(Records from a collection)
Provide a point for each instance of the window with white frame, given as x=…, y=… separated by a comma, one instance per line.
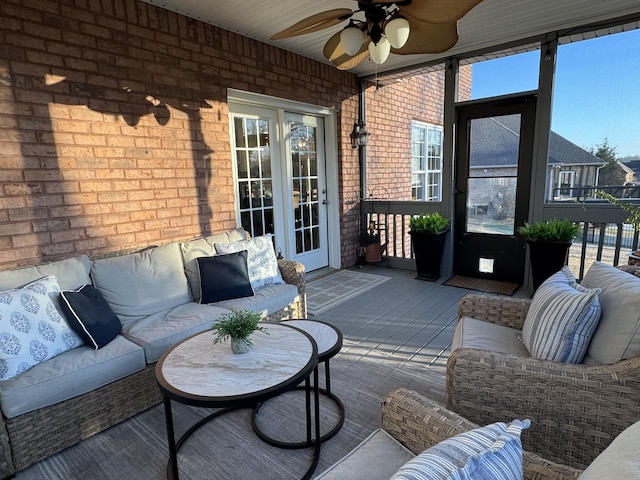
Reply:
x=426, y=162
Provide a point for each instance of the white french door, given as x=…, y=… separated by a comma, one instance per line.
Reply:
x=307, y=204
x=280, y=180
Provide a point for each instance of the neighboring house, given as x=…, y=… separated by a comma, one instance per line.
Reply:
x=634, y=166
x=494, y=156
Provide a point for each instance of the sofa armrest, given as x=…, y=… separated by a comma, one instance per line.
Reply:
x=507, y=311
x=575, y=410
x=293, y=274
x=419, y=423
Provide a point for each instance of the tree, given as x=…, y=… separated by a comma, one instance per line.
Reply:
x=612, y=173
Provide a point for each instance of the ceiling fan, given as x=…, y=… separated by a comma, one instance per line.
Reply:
x=403, y=27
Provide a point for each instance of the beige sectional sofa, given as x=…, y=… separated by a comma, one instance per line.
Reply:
x=155, y=294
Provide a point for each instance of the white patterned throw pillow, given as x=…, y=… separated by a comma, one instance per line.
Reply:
x=31, y=328
x=561, y=320
x=493, y=452
x=262, y=261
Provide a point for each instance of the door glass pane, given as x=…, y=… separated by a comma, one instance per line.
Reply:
x=304, y=167
x=253, y=170
x=493, y=169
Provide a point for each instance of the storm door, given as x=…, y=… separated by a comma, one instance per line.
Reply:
x=494, y=147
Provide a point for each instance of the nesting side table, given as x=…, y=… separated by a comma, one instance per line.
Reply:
x=328, y=338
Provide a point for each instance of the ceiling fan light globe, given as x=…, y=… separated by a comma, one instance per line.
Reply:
x=351, y=40
x=380, y=52
x=397, y=32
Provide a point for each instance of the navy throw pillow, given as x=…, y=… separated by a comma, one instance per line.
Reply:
x=223, y=277
x=90, y=316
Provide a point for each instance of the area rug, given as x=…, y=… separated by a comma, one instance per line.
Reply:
x=331, y=290
x=482, y=285
x=227, y=448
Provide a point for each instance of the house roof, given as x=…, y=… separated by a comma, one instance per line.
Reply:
x=495, y=144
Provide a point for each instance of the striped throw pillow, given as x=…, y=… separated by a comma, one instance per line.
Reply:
x=493, y=452
x=561, y=320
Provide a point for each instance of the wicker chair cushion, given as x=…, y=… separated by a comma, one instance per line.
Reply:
x=144, y=283
x=619, y=460
x=492, y=452
x=68, y=375
x=71, y=273
x=267, y=300
x=376, y=458
x=561, y=320
x=263, y=264
x=481, y=335
x=618, y=333
x=32, y=330
x=158, y=332
x=204, y=247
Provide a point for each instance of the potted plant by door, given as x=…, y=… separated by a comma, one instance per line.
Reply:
x=549, y=242
x=428, y=232
x=239, y=326
x=370, y=240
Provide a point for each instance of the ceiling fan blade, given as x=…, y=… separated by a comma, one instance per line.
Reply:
x=439, y=11
x=429, y=37
x=314, y=23
x=334, y=52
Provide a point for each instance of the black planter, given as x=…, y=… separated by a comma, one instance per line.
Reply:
x=546, y=259
x=427, y=250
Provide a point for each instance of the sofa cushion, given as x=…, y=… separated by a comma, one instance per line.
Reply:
x=90, y=316
x=619, y=460
x=71, y=274
x=158, y=332
x=492, y=452
x=561, y=319
x=618, y=333
x=376, y=458
x=204, y=247
x=266, y=300
x=263, y=264
x=68, y=375
x=144, y=283
x=223, y=277
x=481, y=335
x=31, y=328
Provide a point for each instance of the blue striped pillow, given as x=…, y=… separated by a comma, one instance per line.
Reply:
x=493, y=452
x=561, y=320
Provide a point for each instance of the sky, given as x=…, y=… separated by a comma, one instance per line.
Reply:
x=597, y=89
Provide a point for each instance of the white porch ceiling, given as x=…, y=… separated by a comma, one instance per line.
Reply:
x=491, y=23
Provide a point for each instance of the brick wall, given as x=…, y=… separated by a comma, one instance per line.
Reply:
x=114, y=126
x=391, y=109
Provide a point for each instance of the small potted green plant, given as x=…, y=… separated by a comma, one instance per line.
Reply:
x=549, y=243
x=239, y=326
x=428, y=232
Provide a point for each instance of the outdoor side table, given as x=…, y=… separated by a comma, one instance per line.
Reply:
x=329, y=341
x=197, y=372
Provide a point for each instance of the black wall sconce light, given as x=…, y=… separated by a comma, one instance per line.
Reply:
x=359, y=135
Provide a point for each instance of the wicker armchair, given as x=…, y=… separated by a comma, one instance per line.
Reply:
x=419, y=423
x=575, y=410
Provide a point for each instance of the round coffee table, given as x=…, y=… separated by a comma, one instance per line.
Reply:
x=329, y=340
x=197, y=372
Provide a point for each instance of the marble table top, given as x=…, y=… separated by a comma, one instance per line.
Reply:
x=325, y=335
x=198, y=367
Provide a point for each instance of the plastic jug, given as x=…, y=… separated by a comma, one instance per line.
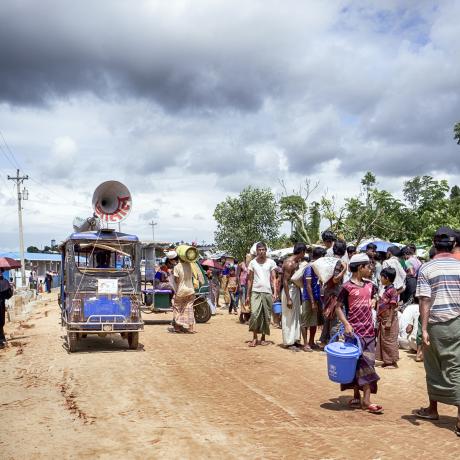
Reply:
x=342, y=358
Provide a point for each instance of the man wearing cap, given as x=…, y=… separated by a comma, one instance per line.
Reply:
x=393, y=252
x=438, y=290
x=184, y=315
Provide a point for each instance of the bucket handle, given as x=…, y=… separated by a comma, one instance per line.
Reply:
x=341, y=331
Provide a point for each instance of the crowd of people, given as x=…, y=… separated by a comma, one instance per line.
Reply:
x=386, y=300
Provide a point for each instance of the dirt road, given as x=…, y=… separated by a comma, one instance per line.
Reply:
x=198, y=396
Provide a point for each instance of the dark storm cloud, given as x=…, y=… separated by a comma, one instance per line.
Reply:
x=353, y=81
x=403, y=160
x=111, y=49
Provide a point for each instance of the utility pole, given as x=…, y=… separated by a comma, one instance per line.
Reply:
x=24, y=195
x=153, y=239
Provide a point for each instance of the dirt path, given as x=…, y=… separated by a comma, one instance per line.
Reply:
x=200, y=396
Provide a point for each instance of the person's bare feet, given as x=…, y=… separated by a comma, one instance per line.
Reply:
x=426, y=413
x=390, y=366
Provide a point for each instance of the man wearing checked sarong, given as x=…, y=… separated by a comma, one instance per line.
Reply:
x=438, y=290
x=260, y=294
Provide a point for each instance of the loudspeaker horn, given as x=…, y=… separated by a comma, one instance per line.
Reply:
x=112, y=202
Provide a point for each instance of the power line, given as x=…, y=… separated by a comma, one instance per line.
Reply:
x=14, y=162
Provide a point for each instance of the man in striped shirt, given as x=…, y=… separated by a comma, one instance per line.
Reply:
x=438, y=290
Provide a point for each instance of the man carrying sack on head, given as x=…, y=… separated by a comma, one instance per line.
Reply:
x=6, y=291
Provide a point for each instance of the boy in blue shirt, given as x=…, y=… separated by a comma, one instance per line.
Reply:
x=311, y=302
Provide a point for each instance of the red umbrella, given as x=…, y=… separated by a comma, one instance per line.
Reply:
x=212, y=263
x=8, y=263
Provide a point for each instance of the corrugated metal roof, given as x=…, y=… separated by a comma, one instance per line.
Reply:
x=37, y=256
x=114, y=236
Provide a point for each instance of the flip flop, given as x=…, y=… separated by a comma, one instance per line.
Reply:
x=374, y=409
x=424, y=414
x=355, y=402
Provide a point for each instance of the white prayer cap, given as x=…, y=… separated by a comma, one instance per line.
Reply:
x=359, y=259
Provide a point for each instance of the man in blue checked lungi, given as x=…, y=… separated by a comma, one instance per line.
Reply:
x=438, y=290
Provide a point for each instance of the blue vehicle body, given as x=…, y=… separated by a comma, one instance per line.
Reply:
x=101, y=285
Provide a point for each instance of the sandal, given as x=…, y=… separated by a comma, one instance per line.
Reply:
x=374, y=409
x=355, y=402
x=424, y=414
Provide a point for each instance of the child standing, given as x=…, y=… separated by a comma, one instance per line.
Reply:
x=387, y=320
x=357, y=295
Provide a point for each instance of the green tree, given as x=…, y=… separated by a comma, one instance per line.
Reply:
x=241, y=221
x=303, y=216
x=454, y=192
x=457, y=132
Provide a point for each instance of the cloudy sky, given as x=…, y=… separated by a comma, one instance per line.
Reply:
x=188, y=101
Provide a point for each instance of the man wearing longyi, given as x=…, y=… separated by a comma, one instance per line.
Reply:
x=438, y=290
x=261, y=293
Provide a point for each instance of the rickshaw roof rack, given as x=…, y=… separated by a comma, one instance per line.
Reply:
x=102, y=236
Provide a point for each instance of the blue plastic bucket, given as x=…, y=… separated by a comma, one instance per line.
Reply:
x=277, y=307
x=342, y=358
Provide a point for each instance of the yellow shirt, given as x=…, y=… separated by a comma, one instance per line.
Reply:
x=183, y=271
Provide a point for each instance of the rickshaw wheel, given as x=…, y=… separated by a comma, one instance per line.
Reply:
x=202, y=310
x=72, y=341
x=133, y=340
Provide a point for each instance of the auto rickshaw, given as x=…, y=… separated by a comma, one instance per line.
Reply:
x=160, y=300
x=101, y=286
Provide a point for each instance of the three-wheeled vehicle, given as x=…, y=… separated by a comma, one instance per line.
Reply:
x=101, y=286
x=159, y=300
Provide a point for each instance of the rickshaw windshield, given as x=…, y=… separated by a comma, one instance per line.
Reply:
x=97, y=257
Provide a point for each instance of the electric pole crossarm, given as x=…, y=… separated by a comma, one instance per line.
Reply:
x=19, y=180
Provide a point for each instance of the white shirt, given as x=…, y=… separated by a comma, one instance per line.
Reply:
x=262, y=273
x=400, y=280
x=409, y=316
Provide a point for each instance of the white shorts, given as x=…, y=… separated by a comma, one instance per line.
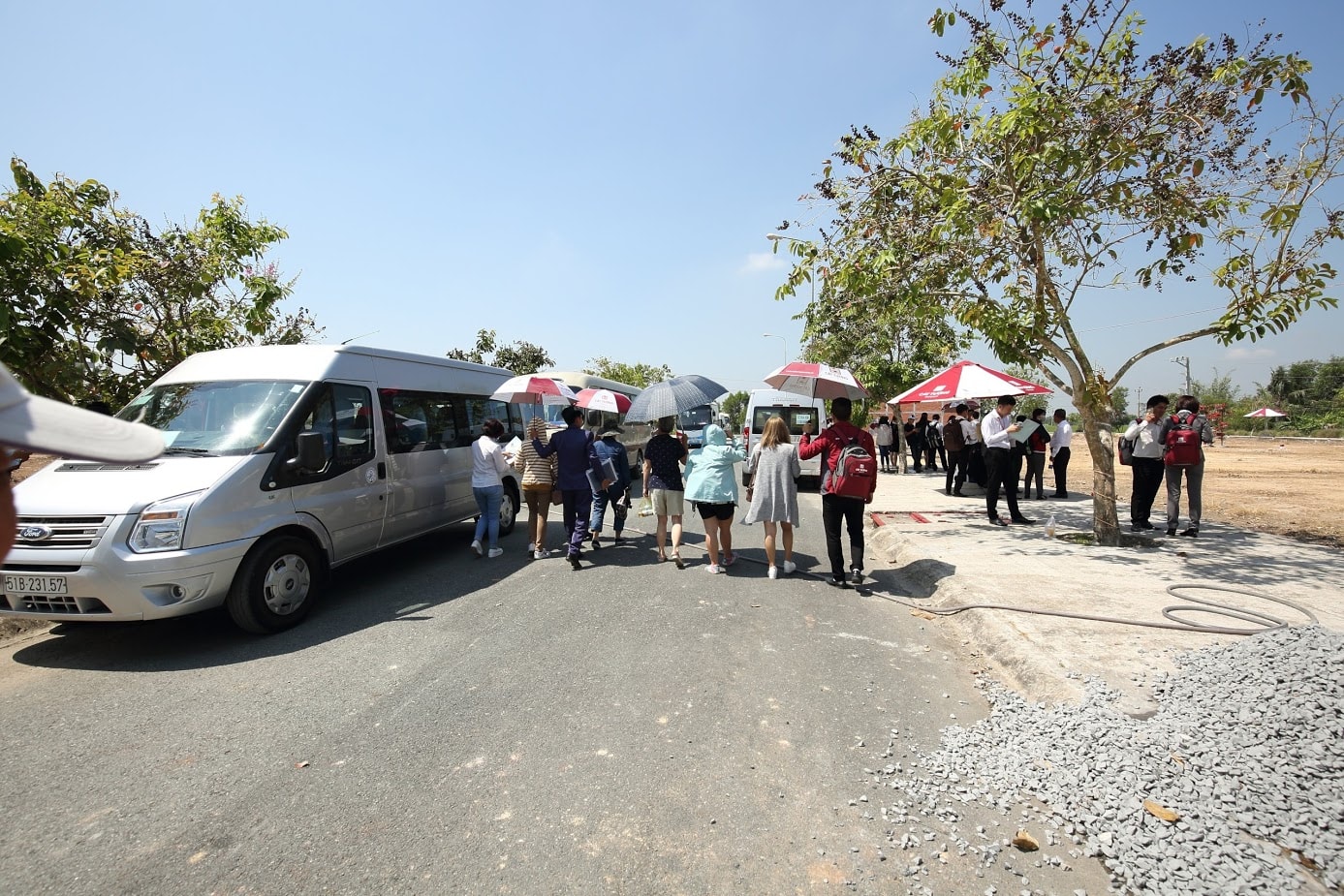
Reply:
x=669, y=503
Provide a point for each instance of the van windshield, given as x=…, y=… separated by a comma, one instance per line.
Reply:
x=695, y=417
x=214, y=417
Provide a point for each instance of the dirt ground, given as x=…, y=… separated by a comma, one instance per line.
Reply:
x=1287, y=486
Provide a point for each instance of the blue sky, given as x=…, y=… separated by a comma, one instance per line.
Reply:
x=594, y=177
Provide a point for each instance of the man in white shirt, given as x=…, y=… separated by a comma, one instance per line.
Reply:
x=1059, y=453
x=997, y=430
x=1146, y=464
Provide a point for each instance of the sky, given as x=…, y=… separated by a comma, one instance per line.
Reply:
x=596, y=177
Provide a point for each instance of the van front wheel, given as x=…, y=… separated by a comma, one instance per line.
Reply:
x=274, y=587
x=508, y=510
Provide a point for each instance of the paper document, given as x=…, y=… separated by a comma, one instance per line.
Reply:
x=1027, y=429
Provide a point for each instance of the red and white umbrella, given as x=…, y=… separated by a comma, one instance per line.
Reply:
x=816, y=381
x=603, y=400
x=534, y=389
x=966, y=379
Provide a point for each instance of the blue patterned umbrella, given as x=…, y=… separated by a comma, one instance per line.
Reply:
x=672, y=396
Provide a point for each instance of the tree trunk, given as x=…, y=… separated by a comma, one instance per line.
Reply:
x=1101, y=445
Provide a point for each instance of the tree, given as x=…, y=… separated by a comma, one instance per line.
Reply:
x=97, y=304
x=520, y=357
x=735, y=406
x=639, y=375
x=1054, y=162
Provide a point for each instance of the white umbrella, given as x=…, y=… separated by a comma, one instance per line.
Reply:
x=816, y=381
x=534, y=389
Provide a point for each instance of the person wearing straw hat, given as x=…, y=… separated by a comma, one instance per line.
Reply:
x=32, y=423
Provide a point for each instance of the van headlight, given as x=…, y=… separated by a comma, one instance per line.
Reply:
x=162, y=524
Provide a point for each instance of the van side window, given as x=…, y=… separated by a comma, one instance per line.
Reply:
x=417, y=420
x=478, y=412
x=343, y=414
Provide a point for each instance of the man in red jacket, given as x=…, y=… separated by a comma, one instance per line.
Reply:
x=836, y=507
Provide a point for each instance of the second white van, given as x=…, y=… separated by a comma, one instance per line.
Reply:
x=796, y=412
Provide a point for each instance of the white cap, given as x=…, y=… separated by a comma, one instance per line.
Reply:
x=52, y=427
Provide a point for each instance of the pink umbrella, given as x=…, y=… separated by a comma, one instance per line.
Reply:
x=604, y=400
x=816, y=381
x=966, y=379
x=534, y=389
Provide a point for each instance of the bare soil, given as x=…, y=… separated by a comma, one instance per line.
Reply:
x=1282, y=485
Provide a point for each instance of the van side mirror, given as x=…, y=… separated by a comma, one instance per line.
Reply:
x=312, y=453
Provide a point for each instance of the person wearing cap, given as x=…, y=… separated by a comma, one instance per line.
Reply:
x=32, y=423
x=609, y=448
x=997, y=433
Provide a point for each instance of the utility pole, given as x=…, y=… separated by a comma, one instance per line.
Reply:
x=1183, y=361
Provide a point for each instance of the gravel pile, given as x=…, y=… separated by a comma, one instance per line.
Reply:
x=1234, y=785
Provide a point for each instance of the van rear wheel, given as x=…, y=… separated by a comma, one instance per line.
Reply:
x=508, y=510
x=276, y=586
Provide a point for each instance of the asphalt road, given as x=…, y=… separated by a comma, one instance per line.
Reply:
x=444, y=725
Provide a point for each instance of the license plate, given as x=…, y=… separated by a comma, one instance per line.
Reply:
x=35, y=584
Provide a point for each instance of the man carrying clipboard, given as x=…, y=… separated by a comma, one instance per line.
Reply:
x=999, y=433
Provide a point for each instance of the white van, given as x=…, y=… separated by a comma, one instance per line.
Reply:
x=281, y=464
x=796, y=410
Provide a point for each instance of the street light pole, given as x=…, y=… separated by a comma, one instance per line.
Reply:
x=1184, y=361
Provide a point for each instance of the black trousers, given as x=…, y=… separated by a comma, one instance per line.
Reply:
x=955, y=469
x=836, y=510
x=1000, y=473
x=1062, y=473
x=1149, y=476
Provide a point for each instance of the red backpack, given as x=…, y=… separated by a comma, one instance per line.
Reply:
x=855, y=472
x=1181, y=441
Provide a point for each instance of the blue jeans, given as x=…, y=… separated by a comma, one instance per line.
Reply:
x=488, y=503
x=611, y=496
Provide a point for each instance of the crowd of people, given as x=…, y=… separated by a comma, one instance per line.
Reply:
x=587, y=475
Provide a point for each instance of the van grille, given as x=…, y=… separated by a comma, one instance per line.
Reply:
x=61, y=532
x=65, y=604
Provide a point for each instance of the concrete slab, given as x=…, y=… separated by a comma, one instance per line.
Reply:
x=942, y=554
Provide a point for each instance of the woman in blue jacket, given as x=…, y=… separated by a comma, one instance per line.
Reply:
x=712, y=490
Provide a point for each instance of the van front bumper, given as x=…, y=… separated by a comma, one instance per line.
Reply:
x=109, y=583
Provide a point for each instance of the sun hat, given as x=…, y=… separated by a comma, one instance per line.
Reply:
x=42, y=424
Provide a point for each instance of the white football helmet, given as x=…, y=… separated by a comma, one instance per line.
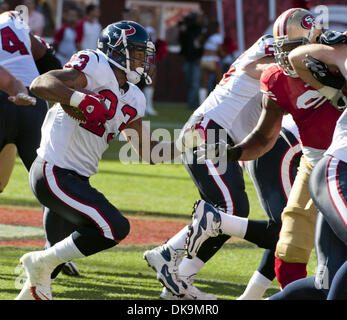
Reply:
x=293, y=28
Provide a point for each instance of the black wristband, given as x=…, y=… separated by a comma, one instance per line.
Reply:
x=234, y=153
x=48, y=62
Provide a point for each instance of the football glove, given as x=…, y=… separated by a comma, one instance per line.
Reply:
x=339, y=101
x=320, y=72
x=216, y=152
x=331, y=38
x=91, y=106
x=22, y=99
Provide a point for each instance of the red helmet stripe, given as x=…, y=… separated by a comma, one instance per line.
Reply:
x=284, y=20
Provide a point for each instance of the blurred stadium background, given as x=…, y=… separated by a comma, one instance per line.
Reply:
x=241, y=21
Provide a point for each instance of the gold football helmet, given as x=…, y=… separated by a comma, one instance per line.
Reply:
x=293, y=28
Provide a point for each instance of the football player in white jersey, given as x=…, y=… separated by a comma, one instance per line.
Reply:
x=70, y=151
x=328, y=178
x=232, y=110
x=25, y=57
x=18, y=94
x=21, y=55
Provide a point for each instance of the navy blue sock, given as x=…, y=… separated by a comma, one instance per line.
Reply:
x=338, y=288
x=302, y=289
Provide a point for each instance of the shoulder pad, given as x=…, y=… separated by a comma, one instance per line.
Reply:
x=331, y=38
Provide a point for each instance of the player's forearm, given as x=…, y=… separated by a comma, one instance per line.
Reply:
x=296, y=58
x=49, y=88
x=163, y=152
x=14, y=86
x=10, y=84
x=253, y=147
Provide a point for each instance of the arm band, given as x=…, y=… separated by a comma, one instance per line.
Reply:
x=48, y=62
x=234, y=153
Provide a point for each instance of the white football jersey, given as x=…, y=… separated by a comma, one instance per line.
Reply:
x=338, y=147
x=235, y=103
x=69, y=144
x=15, y=52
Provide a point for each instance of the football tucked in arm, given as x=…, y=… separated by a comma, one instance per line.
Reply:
x=76, y=113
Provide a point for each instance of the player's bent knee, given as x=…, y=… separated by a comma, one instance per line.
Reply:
x=297, y=235
x=122, y=229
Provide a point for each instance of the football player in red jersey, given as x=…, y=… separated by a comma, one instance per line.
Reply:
x=327, y=180
x=285, y=92
x=324, y=66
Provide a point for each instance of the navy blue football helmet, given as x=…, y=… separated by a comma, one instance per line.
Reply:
x=119, y=38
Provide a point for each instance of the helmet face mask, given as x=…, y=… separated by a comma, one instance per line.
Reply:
x=282, y=50
x=293, y=28
x=120, y=42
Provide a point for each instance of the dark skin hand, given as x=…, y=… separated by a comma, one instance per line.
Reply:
x=264, y=135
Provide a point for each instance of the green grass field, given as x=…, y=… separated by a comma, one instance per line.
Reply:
x=163, y=192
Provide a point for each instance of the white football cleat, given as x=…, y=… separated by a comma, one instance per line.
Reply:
x=167, y=295
x=165, y=260
x=70, y=269
x=25, y=293
x=191, y=293
x=39, y=276
x=206, y=223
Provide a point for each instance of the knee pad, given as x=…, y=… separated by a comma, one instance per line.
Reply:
x=297, y=234
x=288, y=272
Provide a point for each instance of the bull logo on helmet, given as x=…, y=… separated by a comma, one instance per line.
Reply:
x=127, y=32
x=307, y=21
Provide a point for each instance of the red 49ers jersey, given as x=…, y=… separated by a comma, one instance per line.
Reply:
x=314, y=115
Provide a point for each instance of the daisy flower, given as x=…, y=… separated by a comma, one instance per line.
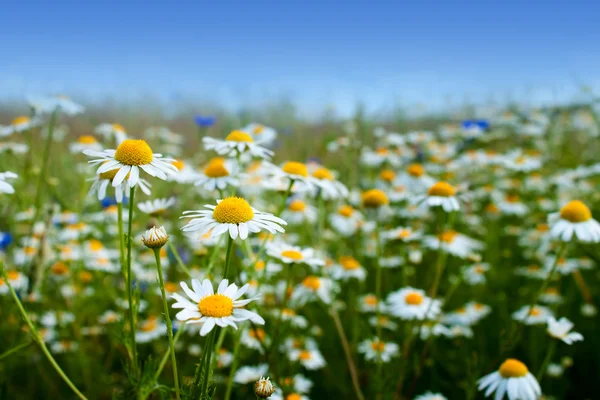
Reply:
x=237, y=143
x=574, y=219
x=85, y=142
x=561, y=330
x=217, y=174
x=209, y=308
x=6, y=187
x=537, y=315
x=110, y=131
x=512, y=379
x=20, y=124
x=289, y=254
x=156, y=207
x=129, y=157
x=375, y=350
x=233, y=215
x=409, y=303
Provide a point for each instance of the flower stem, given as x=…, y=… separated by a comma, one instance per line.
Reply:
x=36, y=336
x=169, y=323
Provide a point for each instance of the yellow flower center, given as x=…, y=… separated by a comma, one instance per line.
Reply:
x=216, y=168
x=374, y=198
x=86, y=139
x=512, y=368
x=178, y=164
x=20, y=120
x=295, y=168
x=233, y=210
x=387, y=175
x=239, y=136
x=297, y=206
x=413, y=298
x=415, y=170
x=345, y=211
x=293, y=254
x=443, y=189
x=134, y=152
x=447, y=236
x=349, y=263
x=323, y=173
x=312, y=282
x=378, y=346
x=575, y=211
x=216, y=306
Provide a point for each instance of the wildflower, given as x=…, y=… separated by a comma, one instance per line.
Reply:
x=409, y=303
x=574, y=219
x=561, y=330
x=233, y=215
x=263, y=388
x=375, y=349
x=129, y=157
x=209, y=309
x=6, y=187
x=155, y=238
x=513, y=379
x=237, y=143
x=156, y=207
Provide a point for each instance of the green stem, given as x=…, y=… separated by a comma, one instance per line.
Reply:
x=169, y=323
x=37, y=337
x=129, y=289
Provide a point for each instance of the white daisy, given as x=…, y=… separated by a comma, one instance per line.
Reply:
x=574, y=219
x=233, y=215
x=129, y=157
x=209, y=308
x=513, y=379
x=561, y=330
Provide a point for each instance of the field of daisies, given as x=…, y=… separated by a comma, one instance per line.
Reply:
x=349, y=260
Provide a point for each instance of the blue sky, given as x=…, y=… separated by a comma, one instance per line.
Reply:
x=317, y=53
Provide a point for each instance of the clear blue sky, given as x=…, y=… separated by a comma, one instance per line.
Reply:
x=314, y=52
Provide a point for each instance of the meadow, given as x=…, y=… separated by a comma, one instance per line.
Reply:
x=258, y=255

◆ Instructions for the task
Please copy out, word for word, everything from the row containing "Provide a point for each instance of the white shirt, given" down to the row containing "x=669, y=503", with both of those rows included. Leave the pictures out.

◆ Exercise solution
Provide a point for each instance of the white shirt, given as x=…, y=… separated by a comma, one instance per line.
Reply:
x=262, y=273
x=400, y=280
x=409, y=316
Provide a point for each instance of the white shorts, given as x=…, y=… separated by a comma, one instance per line.
Reply:
x=669, y=503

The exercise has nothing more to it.